- _INFORMATION PROVIDED_:
^^^^^^^^^^^^^^^^
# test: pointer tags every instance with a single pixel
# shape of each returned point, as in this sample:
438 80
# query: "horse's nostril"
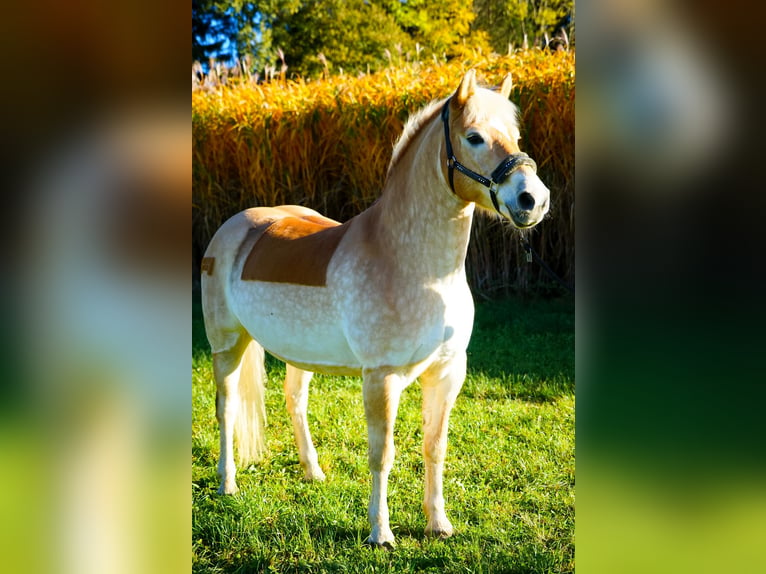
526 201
^^^^^^^^^^^^^^^^
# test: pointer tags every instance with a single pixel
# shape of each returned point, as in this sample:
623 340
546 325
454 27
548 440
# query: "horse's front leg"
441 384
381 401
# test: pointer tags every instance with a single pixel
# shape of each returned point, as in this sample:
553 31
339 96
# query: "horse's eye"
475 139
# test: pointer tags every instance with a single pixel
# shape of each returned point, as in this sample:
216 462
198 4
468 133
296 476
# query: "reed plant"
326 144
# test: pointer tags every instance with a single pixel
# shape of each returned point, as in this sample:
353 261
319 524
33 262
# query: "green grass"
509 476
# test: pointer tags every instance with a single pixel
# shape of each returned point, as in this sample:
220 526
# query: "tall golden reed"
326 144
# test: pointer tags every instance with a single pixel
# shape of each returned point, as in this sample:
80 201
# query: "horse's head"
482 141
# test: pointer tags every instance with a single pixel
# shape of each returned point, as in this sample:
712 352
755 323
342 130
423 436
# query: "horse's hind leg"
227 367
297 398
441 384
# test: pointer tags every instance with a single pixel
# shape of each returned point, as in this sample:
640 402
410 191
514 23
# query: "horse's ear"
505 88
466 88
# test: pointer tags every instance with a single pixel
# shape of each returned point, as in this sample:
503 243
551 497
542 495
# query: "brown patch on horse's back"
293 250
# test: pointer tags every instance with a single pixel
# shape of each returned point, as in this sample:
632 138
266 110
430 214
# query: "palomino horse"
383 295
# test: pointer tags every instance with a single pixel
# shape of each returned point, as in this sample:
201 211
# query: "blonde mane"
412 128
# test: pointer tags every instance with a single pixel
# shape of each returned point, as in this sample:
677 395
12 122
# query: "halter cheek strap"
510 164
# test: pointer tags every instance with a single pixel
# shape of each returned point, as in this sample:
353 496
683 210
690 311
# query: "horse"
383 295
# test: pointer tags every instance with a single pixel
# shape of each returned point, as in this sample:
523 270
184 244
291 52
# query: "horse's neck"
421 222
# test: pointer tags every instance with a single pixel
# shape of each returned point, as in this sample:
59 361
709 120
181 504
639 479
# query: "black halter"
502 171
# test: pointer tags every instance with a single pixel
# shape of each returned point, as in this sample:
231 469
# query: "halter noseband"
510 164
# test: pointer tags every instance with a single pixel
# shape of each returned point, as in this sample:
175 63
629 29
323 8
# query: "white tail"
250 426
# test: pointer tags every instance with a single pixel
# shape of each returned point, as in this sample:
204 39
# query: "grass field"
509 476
^^^^^^^^^^^^^^^^
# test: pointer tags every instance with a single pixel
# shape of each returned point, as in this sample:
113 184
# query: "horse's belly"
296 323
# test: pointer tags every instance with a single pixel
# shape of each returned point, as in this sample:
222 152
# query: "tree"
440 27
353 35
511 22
^^^^^^^^^^^^^^^^
- _TASK INSTRUCTIONS_:
Select every line of the records that contains the word "halter", matching its case exactly.

- _THE RESPONSE_:
# query: "halter cheek strap"
# query: "black halter"
# query: "halter noseband"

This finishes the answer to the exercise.